**Objective:** Reproduce the material below word for word, leaving the pictures out.

**Dataset records:**
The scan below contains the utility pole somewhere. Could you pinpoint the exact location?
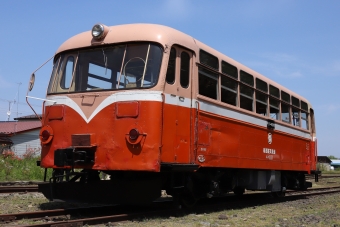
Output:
[7,101,12,121]
[17,82,21,118]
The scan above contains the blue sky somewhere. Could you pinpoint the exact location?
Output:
[0,0,340,158]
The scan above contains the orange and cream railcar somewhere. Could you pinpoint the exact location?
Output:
[28,24,317,203]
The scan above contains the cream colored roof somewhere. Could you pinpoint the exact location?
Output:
[56,24,311,107]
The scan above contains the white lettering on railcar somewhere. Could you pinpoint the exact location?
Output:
[268,133,273,144]
[263,148,276,154]
[266,154,274,160]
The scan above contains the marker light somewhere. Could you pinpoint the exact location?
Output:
[41,130,51,141]
[39,125,53,144]
[92,24,109,40]
[129,128,139,140]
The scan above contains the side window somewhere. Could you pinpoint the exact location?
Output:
[200,50,219,70]
[256,78,268,116]
[222,61,238,79]
[198,67,218,99]
[180,52,190,88]
[240,71,254,111]
[221,76,238,106]
[301,101,309,130]
[281,91,290,123]
[269,85,280,120]
[60,56,74,89]
[86,63,113,90]
[292,96,300,126]
[221,61,238,106]
[166,48,176,84]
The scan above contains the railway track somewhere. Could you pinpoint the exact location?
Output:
[0,185,38,193]
[0,186,340,227]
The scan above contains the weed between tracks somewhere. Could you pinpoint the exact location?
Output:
[0,149,51,181]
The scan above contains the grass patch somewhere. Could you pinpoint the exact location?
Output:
[0,151,51,181]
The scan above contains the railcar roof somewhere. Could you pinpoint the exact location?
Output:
[56,24,311,107]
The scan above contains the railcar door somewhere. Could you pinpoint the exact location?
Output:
[161,46,193,163]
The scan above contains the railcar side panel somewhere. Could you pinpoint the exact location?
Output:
[41,98,162,171]
[197,111,309,171]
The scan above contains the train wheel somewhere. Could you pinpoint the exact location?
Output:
[272,191,286,198]
[233,187,246,196]
[179,192,199,208]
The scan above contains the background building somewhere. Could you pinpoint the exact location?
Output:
[0,115,41,157]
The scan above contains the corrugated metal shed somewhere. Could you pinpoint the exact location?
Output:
[331,159,340,167]
[0,121,41,135]
[0,116,41,156]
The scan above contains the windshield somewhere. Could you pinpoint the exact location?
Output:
[47,43,162,93]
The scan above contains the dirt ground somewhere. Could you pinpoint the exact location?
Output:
[0,178,340,227]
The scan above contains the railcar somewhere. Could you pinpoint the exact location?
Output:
[27,24,317,205]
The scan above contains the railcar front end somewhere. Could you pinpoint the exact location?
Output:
[29,24,317,206]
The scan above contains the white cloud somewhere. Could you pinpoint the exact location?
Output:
[0,75,13,88]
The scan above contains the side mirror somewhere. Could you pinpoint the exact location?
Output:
[28,73,35,91]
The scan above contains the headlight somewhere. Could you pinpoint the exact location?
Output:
[92,24,108,40]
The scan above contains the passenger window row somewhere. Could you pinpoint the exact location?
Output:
[198,50,309,130]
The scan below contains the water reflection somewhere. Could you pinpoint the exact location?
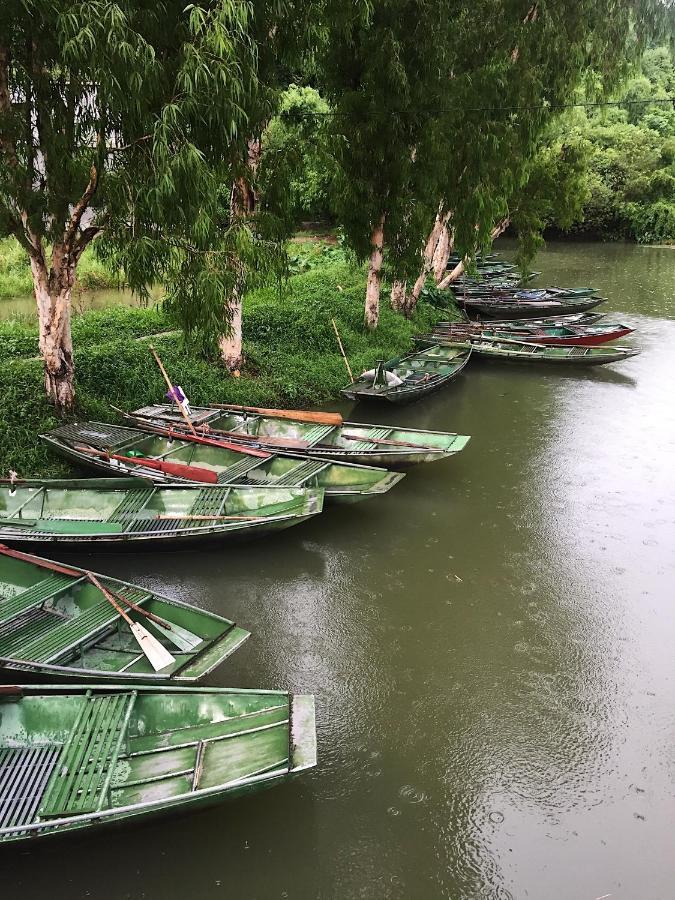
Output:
[0,245,675,900]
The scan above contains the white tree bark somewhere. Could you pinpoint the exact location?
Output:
[391,279,408,312]
[218,289,244,372]
[364,213,385,329]
[438,216,511,290]
[31,244,79,411]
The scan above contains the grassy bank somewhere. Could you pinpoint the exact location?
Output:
[0,262,460,476]
[0,237,120,300]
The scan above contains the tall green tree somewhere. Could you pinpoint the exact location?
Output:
[321,0,666,327]
[0,0,257,410]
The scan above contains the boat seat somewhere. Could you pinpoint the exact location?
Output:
[302,425,335,446]
[38,691,136,818]
[15,600,119,662]
[218,456,260,484]
[275,459,326,487]
[189,487,230,516]
[349,428,391,450]
[50,422,138,450]
[107,488,156,522]
[0,744,62,828]
[0,572,74,625]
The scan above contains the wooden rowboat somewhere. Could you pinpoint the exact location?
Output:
[457,296,605,319]
[41,422,404,503]
[0,545,249,684]
[0,477,323,550]
[423,322,634,347]
[341,344,471,403]
[438,340,640,366]
[126,404,469,468]
[0,685,316,844]
[464,312,605,327]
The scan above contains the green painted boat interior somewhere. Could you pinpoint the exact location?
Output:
[0,686,316,841]
[46,422,403,499]
[0,478,322,536]
[0,554,249,681]
[131,404,468,453]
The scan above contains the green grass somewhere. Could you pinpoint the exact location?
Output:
[0,263,460,476]
[0,237,120,299]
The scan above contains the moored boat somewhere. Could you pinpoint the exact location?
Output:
[434,340,640,366]
[41,422,404,503]
[0,684,316,844]
[422,322,634,347]
[127,404,469,468]
[0,544,249,684]
[0,476,324,550]
[341,344,471,403]
[457,297,605,319]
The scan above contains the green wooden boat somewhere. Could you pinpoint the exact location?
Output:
[129,404,469,468]
[41,422,404,503]
[444,340,640,366]
[0,476,323,550]
[0,685,316,845]
[0,545,249,684]
[341,344,471,403]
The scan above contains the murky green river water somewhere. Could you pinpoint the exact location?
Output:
[0,244,675,900]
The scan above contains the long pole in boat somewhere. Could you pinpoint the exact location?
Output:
[331,319,354,381]
[150,344,197,437]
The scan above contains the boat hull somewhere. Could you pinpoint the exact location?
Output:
[0,478,323,551]
[126,404,469,469]
[0,684,316,847]
[340,347,471,405]
[457,297,605,319]
[40,422,405,503]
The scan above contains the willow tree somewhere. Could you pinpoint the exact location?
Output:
[0,0,256,410]
[317,0,452,328]
[408,0,672,308]
[322,0,665,327]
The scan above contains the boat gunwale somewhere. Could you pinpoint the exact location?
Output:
[0,684,316,846]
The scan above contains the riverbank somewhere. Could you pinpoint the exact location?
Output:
[0,260,448,477]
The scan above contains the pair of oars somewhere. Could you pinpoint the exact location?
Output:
[0,544,202,672]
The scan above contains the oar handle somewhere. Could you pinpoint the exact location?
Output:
[110,591,173,631]
[85,571,133,625]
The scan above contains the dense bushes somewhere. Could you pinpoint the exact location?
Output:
[561,47,675,243]
[0,237,120,299]
[0,264,444,476]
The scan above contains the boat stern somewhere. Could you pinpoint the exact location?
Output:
[291,694,316,772]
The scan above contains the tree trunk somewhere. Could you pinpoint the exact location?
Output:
[365,213,385,328]
[31,244,77,413]
[391,279,408,312]
[218,288,244,373]
[438,216,511,290]
[408,206,451,314]
[218,138,262,366]
[431,225,452,284]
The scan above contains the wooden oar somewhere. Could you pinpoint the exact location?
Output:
[342,434,434,450]
[150,344,196,434]
[209,403,343,425]
[86,572,176,672]
[75,444,218,484]
[0,544,180,671]
[0,544,80,578]
[105,591,204,652]
[125,413,310,452]
[160,425,274,459]
[155,513,264,522]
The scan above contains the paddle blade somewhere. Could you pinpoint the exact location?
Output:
[160,462,218,484]
[131,622,176,672]
[152,622,204,651]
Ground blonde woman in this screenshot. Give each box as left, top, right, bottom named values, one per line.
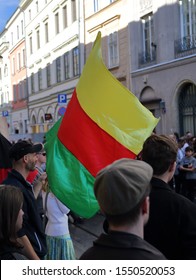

**Solution to this task:**
The scan below contains the utility pole somewhere. Could you pinpoint the exact location?
Output:
[7,101,12,121]
[17,82,21,118]
The scan above contains the blue sky somewhere. Could you pinpoint the exact location?
Output:
[0,0,340,158]
The scan above contains the orange and cream railcar somewhere. Could you pinpoint the exact location?
Output:
[28,24,317,203]
The scan above contains the cream colored roof somewhere. Could you pinpoint the exact location?
Output:
[56,24,311,107]
The scan above contains the white lettering on railcar somewhere. Could you pinpoint the exact location?
Output:
[268,133,273,144]
[263,148,276,154]
[266,154,274,160]
The scan above contains the marker light somewhere. Could you pinpoint the exact location?
Output:
[41,130,51,141]
[39,125,53,144]
[92,24,109,40]
[129,128,139,140]
The scan above contains the side window somewhere. Could you pinpoint the exact location?
Output:
[200,50,219,70]
[256,78,268,116]
[222,61,238,79]
[198,67,218,99]
[180,52,190,88]
[240,71,254,111]
[221,76,238,106]
[301,101,309,130]
[281,91,290,123]
[269,85,280,120]
[60,56,74,89]
[86,63,113,90]
[292,96,300,126]
[221,61,238,106]
[166,48,176,84]
The scan above contains the railway track somewhere. Could you pinpoint the exact location?
Output:
[0,185,38,193]
[0,186,340,227]
The scan above contains the weed between tracks somewhere. Could you pinpoint the exact location?
Output:
[0,149,51,181]
The scan above contains the grass patch somewhere. Could you pinpoint the exact location?
Output:
[0,151,51,181]
The scan above contains the railcar roof somewhere. Could you pinpoint the exact location?
Output:
[56,24,311,107]
The scan above contains the railcar door somewhere. Could you pinpoint the exact location?
Output:
[161,46,193,163]
The scan above contains the railcar side panel somewhere. Could you pinpoint the exact location?
Output:
[41,98,162,171]
[197,111,309,171]
The scan above contains the train wheel somewhere. Could you pinpoint the exact location?
Output:
[272,191,286,198]
[233,187,246,196]
[179,192,199,208]
The scan above contains the background building somewhere. Could you pinpoint the exact location?
Output:
[0,115,41,157]
The scan above contains the corrugated metal shed somewhere. Could you pinpoint the exact location?
Output:
[331,159,340,167]
[0,121,41,135]
[0,116,41,156]
The scan above contains the windshield somewhere. Could you pinpoint the exact location?
Output:
[47,43,162,93]
The scan above contains the dirt ground somewhere. Could you pinpoint the exact location?
Output:
[0,178,340,227]
The scan above contains the railcar somewhere. Could you pinpoint the exact location?
Output:
[27,24,317,205]
The scan above contains the railcar front end somewhere. Could you pinpoint the exact location?
Output:
[29,24,317,206]
The scan above contains the white cloud somewhere. Could you pinpoint the exact location?
Output:
[0,75,13,88]
The scan above contains the side mirror somewhere. Could you pinpoint the exact location?
Output:
[28,73,35,91]
The scan above contains the headlight somewhere. Could you pinpoint the exact location?
Output:
[92,24,108,40]
The scan above contains the passenger window row somewhere. Could you pinpoint the exact location?
Output:
[198,50,309,130]
The scan below contains the water reflection somewhere. Could you pinpoint the exact location?
Output:
[0,245,675,900]
The scan above contains the white tree bark somewhere. Could you pinpoint the exact location?
Output:
[391,279,408,312]
[218,289,244,372]
[364,213,385,329]
[438,216,511,290]
[31,244,79,411]
The scan above contains the grassy bank somewhere. Could you pinpoint the exact location?
Output:
[0,262,460,476]
[0,237,120,300]
The scan above contains the tall green tree somewhere. Could you pinpoint the exact location?
Output:
[321,0,666,327]
[0,0,257,410]
The scan above contains the boat seat somewhere. Could you pinpoint the exact location?
Output:
[302,425,335,446]
[38,691,136,818]
[15,600,119,662]
[218,456,260,484]
[275,459,326,487]
[189,487,230,516]
[349,428,391,450]
[50,422,138,450]
[107,488,156,522]
[0,744,62,828]
[0,572,74,625]
The scan above contains the wooden rowboat somewhere. Could you pinpoint the exact location?
Output:
[457,296,605,319]
[41,422,404,503]
[0,545,249,684]
[0,477,323,550]
[423,322,634,347]
[341,344,471,403]
[438,340,640,366]
[126,404,469,468]
[0,685,316,844]
[464,312,605,327]
The scan above contains the green painted boat interior somewhere. Could you pinpoint the exact location?
Output:
[0,686,316,841]
[46,422,403,499]
[0,478,322,536]
[0,554,249,681]
[131,404,468,453]
The scan above contains the green grass somewhere. Could you pinpoint the exact location?
Output:
[0,263,460,476]
[0,237,120,299]
The scan above contains the moored boat somewhere. Could you pinpoint the exact location?
Output:
[434,340,640,366]
[41,422,404,503]
[0,684,316,844]
[422,322,634,347]
[127,404,469,468]
[0,544,249,684]
[0,476,324,550]
[341,344,471,403]
[457,297,605,319]
The scan above contains the green wooden boat somewhere. Could you pinpoint the exact location?
Output:
[129,404,469,468]
[41,422,404,503]
[444,340,640,366]
[0,476,323,550]
[0,685,316,845]
[0,545,249,684]
[341,344,471,403]
The scan above contains the murky green river water somewhere. Could you pinpoint the exact location?
Output:
[0,244,675,900]
The scan above contains the long pole in boat somewhere. Could you pinpoint the exact location?
Output:
[331,319,354,381]
[150,344,197,437]
The scan above contains the boat hull somewhere. Could you pinpoint the exact location?
Output:
[0,478,323,551]
[126,404,469,469]
[0,684,316,847]
[340,347,471,405]
[457,297,605,319]
[40,422,405,503]
The scan above contains the willow tree somewhere. Could you pinpoint the exact location?
Output:
[0,0,256,410]
[317,0,452,328]
[408,0,672,308]
[322,0,665,327]
The scan above contains the boat gunwale somewhere. Could you pinpoint the exact location?
Output:
[0,684,316,846]
The scan above contains the riverbank somewhere. Could you pinpoint the exact location?
Output:
[0,260,448,477]
The scan above contains the pair of oars somewhere. Could you pinpoint the exact location?
Output:
[0,544,202,672]
The scan above contains the oar handle somewhere. Could you pinpoint the exact location?
Output:
[110,591,173,631]
[85,571,133,625]
The scan above contains the dense bushes somewhere. Could you pinpoint the exact location?
Output:
[561,47,675,243]
[0,237,120,299]
[0,264,444,476]
The scan above contains the boat stern somewhere. Could you pinpoint the exact location?
Output:
[291,694,316,772]
The scan above contains the tree trunk somewhere. Could you pinpoint the exact location?
Output:
[365,213,385,328]
[31,244,77,413]
[391,279,408,312]
[218,288,244,373]
[438,216,511,290]
[408,206,451,314]
[218,138,262,366]
[431,225,452,284]
The scan above contains the wooden oar somewhere. Could you pinpoint the exact location?
Output:
[342,434,434,450]
[150,344,196,434]
[209,403,343,425]
[86,572,176,672]
[75,444,218,484]
[0,544,180,671]
[0,544,80,578]
[105,591,204,652]
[125,413,310,452]
[160,425,274,459]
[155,513,264,522]
The scan above contains the paddle blade somewhere. Could you pinpoint the exact location?
Output:
[160,462,218,484]
[131,622,176,672]
[152,622,204,651]
Ground blonde woman in this screenshot. Give each box as left, top, right, bottom named values, one per line.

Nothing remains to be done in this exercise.